_Document source_
# # # # # # #

L’usure est une logique financière qui permet à quelques hommes de faire du temps un commerce comme un autre : le temps peut se vendre ou s’acheter, comme n’importe quelle vulgaire denrée.
Cette logique financière favorise le riche sur le pauvre, et permet de concentrer les richesses sur une caste après quelques générations.
La domination financière de cette caste se mue en domination sociale.
Le caractère exponentiel de l’usure fait qu’à partir d’un moment, les concentrations de richesse s’accélèrent et la demande de croissance devient insoutenable.
Dans l’histoire, les corps lâches sous la pression de cette machine infernale et des pandémies servent parfois de fusible pour ralentir la cadence ; les écarts de richesse et le besoin effréné de croissance conduit souvent au chaos social, à des guerres civiles ou des guerres expansionnistes.
Pour toutes ces raisons, nos sages des anciens temps ont dénoncé l’usure. Le plus célèbre d’entre eux étant Aristote.
Les trois religions monothéistes dans leurs Livres originels ont formellement interdit l’usure, jusqu’au XIIème siècle où certains hommes de religion décident de lever l’interdit. La tentation de dominer le monde est trop forte.
Des exégètes juifs vers le XIIème siècle vont définitivement statuer sur la licéité de l’usure, puis au XVIème siècle Calvin en fera de même. Il est excommunié par l’Eglise catholique et se réfugie dans le protestantisme. En étant les premiers religieux à avoir rendu légal l’usure, et en profitant du caractère exponentiel de l’usure, le monde judéo protestant prend une avance sur les autres Nations.
D’ailleurs, les premières banques centrales naissent dans le monde protestant dès la fin du XVIIème siècle. Jusqu’à aujourd’hui, ce n’est pas pour rien que les plus grandes places financières sont des places protestantes (Genève, Londres, New-York) et les plus grandes banques sont originellement fondées par des familles protestantes ou juives (JP Morgan, Goldman Sachs, etc.).
Il faut attendre le XVIIIème siècle en France, pour que les physiocrates, des économistes ultralibéraux défient à la fois l’Etat et l’Eglise catholique, en exigeant la libre circulation des marchandises, la non-intervention de l’Etat, et la légalisation sans limite de l’usure.
Ce sont d’ailleurs ces idées libérales qui vont entraîner la France dans un endettement insoutenable, menant à l’embrasement populaire de la Révolution française. D’ailleurs, une des premières lois votées par l’assemblée constituante est la libération totale du taux d’usure. Dans la foulée, en 1800, des banquiers finissent par convaincre Napoléon de créer la Banque de France, une banque privée au service d’intérêts privés (dont l’Empereur et ses proches en deviennent actionnaires).

# # # # # # #

_Données fournies_
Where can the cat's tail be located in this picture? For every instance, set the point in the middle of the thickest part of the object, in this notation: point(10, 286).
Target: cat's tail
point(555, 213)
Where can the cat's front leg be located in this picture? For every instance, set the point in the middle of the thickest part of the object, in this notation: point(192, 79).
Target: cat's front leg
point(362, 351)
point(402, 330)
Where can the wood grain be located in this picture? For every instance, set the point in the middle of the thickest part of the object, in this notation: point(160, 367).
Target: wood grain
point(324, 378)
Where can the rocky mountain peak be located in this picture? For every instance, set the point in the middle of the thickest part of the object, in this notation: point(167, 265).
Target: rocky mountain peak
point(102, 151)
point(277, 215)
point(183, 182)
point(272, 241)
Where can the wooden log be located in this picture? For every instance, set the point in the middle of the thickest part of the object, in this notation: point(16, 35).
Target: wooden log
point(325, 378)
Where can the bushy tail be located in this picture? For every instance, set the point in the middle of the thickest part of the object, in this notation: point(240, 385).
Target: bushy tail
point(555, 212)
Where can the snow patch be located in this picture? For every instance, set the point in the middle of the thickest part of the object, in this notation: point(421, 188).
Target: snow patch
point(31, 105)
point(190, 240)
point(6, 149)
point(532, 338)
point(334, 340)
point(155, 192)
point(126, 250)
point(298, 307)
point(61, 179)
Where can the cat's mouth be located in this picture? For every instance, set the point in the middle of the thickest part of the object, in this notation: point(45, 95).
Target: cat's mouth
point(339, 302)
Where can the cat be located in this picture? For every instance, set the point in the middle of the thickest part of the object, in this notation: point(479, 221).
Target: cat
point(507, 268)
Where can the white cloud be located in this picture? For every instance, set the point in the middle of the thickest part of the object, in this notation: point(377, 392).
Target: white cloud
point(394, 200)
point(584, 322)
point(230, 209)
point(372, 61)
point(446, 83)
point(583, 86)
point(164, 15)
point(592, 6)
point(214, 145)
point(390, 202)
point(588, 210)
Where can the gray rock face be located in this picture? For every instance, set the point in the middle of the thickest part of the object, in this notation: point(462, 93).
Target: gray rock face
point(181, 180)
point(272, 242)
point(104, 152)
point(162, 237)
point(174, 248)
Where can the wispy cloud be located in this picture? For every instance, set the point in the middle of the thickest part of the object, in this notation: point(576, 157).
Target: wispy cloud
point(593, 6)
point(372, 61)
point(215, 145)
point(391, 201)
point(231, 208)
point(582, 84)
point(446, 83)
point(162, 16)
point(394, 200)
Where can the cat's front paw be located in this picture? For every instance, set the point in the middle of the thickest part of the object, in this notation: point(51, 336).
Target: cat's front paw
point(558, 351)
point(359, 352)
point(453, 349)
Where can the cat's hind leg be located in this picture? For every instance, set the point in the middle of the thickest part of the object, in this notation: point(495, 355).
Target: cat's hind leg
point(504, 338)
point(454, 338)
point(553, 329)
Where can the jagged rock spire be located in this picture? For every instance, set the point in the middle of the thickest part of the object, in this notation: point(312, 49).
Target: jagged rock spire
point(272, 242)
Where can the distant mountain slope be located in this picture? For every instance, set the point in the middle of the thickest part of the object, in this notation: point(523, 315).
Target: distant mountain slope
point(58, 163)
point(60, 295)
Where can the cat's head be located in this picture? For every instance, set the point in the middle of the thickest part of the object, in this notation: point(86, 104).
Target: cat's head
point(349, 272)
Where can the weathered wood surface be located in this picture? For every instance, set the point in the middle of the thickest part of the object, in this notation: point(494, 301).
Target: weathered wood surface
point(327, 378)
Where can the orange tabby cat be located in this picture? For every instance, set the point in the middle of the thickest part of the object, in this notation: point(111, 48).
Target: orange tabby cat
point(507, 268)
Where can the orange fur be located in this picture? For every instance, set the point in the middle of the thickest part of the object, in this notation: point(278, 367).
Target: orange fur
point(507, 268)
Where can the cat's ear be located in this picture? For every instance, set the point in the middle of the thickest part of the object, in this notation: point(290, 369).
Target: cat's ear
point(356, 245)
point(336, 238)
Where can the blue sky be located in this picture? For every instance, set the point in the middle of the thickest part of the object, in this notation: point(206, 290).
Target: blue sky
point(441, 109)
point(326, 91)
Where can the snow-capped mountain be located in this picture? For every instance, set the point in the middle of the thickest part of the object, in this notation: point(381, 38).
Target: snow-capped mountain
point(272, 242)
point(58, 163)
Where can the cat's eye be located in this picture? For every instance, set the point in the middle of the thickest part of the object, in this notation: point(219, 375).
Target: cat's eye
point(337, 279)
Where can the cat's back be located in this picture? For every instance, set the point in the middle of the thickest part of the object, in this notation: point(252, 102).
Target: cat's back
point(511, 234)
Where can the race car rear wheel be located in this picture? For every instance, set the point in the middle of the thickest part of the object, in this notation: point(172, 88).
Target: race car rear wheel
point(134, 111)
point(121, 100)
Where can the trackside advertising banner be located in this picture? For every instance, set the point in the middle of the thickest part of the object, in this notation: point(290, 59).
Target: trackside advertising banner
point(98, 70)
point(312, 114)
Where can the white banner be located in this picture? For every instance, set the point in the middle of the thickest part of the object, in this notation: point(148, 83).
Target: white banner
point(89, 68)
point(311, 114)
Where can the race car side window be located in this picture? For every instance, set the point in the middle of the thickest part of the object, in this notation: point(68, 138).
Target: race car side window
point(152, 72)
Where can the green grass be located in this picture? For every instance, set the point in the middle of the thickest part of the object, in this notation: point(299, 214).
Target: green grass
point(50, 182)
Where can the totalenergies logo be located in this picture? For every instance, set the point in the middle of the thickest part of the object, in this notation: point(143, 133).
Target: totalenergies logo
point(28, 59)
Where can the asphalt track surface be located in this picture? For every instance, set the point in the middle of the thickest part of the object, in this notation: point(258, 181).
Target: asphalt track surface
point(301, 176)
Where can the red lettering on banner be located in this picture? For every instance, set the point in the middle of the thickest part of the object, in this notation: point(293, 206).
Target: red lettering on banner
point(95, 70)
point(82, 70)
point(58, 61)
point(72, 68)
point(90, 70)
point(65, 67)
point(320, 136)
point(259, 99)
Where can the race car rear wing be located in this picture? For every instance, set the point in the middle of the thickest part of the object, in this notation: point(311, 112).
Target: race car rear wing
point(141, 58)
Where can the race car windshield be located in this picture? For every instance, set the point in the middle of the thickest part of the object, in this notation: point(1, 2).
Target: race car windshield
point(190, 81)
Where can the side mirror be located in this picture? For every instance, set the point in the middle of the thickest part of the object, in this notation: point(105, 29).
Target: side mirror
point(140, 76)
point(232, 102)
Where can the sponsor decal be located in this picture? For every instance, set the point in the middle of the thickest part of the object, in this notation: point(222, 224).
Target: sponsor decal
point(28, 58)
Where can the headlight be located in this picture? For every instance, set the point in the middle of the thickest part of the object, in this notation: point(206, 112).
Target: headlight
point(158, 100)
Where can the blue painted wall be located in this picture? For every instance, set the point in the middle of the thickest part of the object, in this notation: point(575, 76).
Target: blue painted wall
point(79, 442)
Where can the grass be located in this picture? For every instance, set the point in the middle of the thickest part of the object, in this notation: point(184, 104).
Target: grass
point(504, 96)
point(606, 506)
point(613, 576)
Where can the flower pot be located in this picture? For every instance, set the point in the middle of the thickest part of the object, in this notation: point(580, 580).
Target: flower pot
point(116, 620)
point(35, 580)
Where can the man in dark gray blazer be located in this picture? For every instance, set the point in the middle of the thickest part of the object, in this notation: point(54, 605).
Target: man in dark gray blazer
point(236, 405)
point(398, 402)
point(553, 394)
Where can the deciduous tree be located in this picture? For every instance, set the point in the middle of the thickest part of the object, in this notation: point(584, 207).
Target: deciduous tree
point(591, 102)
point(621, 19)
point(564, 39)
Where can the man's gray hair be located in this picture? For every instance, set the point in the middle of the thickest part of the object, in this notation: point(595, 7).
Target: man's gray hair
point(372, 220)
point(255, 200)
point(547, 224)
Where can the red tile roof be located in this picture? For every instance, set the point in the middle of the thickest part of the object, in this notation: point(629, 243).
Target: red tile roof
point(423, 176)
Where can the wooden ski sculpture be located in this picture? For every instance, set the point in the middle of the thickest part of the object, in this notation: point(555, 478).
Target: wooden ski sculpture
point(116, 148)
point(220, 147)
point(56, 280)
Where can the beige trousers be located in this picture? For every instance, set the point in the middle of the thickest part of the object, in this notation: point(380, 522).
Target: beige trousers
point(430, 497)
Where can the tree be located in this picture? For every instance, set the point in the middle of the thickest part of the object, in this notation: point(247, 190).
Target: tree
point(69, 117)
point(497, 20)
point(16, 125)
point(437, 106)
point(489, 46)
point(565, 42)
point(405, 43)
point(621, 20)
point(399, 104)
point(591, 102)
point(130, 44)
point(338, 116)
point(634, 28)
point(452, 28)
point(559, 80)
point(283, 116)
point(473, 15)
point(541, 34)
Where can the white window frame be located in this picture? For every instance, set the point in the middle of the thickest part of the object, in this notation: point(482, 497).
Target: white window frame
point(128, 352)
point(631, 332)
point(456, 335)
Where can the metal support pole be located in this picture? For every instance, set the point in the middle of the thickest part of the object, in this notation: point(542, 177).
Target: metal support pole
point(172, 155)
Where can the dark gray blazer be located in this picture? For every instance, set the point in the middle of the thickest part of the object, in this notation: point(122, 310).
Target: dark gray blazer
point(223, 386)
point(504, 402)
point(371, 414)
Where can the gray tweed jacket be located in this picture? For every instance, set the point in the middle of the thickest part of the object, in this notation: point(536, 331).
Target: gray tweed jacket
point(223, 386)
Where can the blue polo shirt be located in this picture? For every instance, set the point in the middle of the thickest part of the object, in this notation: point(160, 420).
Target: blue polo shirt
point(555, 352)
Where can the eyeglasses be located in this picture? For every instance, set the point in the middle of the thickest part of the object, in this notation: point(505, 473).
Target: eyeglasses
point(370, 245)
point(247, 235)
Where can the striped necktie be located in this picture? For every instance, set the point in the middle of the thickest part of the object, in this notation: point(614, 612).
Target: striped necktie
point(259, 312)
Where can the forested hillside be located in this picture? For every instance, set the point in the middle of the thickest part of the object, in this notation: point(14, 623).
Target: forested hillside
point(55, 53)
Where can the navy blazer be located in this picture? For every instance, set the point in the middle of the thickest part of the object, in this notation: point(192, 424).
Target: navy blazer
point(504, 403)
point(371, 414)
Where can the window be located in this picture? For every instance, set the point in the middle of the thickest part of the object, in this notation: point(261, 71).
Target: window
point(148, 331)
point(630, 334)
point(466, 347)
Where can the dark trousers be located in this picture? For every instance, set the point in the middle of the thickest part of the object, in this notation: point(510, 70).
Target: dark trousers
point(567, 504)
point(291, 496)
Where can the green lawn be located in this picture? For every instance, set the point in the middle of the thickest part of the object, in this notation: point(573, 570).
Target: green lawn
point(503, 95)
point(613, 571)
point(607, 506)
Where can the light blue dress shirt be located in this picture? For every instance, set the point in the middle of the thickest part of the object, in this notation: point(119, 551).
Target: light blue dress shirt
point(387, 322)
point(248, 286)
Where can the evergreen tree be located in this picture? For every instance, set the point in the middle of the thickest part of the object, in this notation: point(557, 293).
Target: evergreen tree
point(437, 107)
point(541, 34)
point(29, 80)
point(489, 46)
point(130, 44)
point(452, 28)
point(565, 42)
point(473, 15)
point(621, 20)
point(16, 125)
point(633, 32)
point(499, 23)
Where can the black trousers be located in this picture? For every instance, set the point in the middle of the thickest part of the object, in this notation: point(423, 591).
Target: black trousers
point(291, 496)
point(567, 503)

# # # # # # #

_Liste des tâches_
**1.** Répondez aux questions suivantes à l’aide du texte sur l’usure.
(a) Quel sage des anciens temps le texte présente-t-il comme le plus célèbre à avoir dénoncé l’usure ?
(b) Au XVIIIe siècle en France, quels économistes ont exigé la légalisation sans limite de l’usure ?
(c) En quelle année la Banque de France a-t-elle été créée selon le texte ?
**2.** Rédigez la suite du texte sur l’usure en reprenant après sa dernière phrase.

_Réponses par tâche_
**1.**
(a) Aristote.
(b) Les physiocrates.
(c) En 1800.

**2.**
Le XIXème siècle voit les usuriers prendre le dessus sur les classes laborieuses et sur les peuples d’ici et d’ailleurs. C’est naturellement à cette époque que les idées de Proudhon et de Marx tentent de résister à la domination totale des forces de l’argent.
L’usure ne fut pas seulement un moyen d’accumuler des richesses et de dominer les classes laborieuses, elle fut aussi un moyen de coloniser les contrées du monde les moins financiarisées, d’Afrique et d’Amérique du Sud.
Dans ce XIXème siècle, les travailleurs européens exploités et les peuples du monde colonisés ont un bourreau commun : l’usurier protestant, l’usurier juif, l’usurier matérialiste, l’usurier tout simplement…
Cette convergence des luttes, nous en sommes témoins aujourd’hui encore. Cette alliance de circonstance de l’ouvrier et de la victime de l’impérialisme occidental ne plait pas à l’ordre dominant.
La Tunisie en 1881, l’Égypte en 1882, le Maroc en 1912, sont colonisés par la France et le Royaume-Uni, non pas au son du canon, mais par l’arme mortelle de la dette avec intérêts !
La banque ottomane, qui n’a d’ottomane que le nom, est créée en 1856 par des banquiers français et britanniques et s’installe dans le quartier de Galata à Constantinople. Véritable Cheval de Troie, cette banque finance les guerres ottomanes coûteuses financièrement et humainement, et joue le rôle de banque centrale.
Affaibli militairement par les nationalismes arabes, le colonialisme franco-britannique, les guerres contre les Russes et les Européens au nord, l’Empire ottoman est aussi affaibli financièrement par un système usuraire l’étouffant sous les dettes. L’empire est peu à peu dépecé, notamment en 1916 lors des accords franco-britanniques de Sykes-Picot qui se partagent le Moyen-Orient.
La dette colossale et les divisions fomentées au sein même de l’Empire ottoman par les deux empires colonialistes français et britannique, finiront par mettre fin au dernier empire censé réunir le monde musulman, pour la première fois depuis le VIIème siècle.
Une année après les accords franco-britanniques de Sykes-Picot, la Grande Bretagne mandataire en Palestine, par l’intermédiaire de Lord Balfour, ministre britannique des Affaires étrangères, annonce que son gouvernement soutient l’établissement d’un « foyer national juif » en Palestine. Cette déclaration Balfour n’est pas à l’attention du "Dear Lord Rothschild" par hasard.
Si cette lettre s’adresse à un membre de la famille Rothschild, c’est en partie parce que la famille a financé le Royaume-Uni lors de la Première Guerre mondiale et a participé par son influence politique et économique à l’effort de guerre en faveur de l’Empire britannique.
C’est aussi la branche française de la famille Rothschild qui dès le XIXème siècle, forte de son activité usuraire, achète des terres en Palestine alors sous contrôle ottoman, et finance dans la foulée le projet sioniste de Herzl.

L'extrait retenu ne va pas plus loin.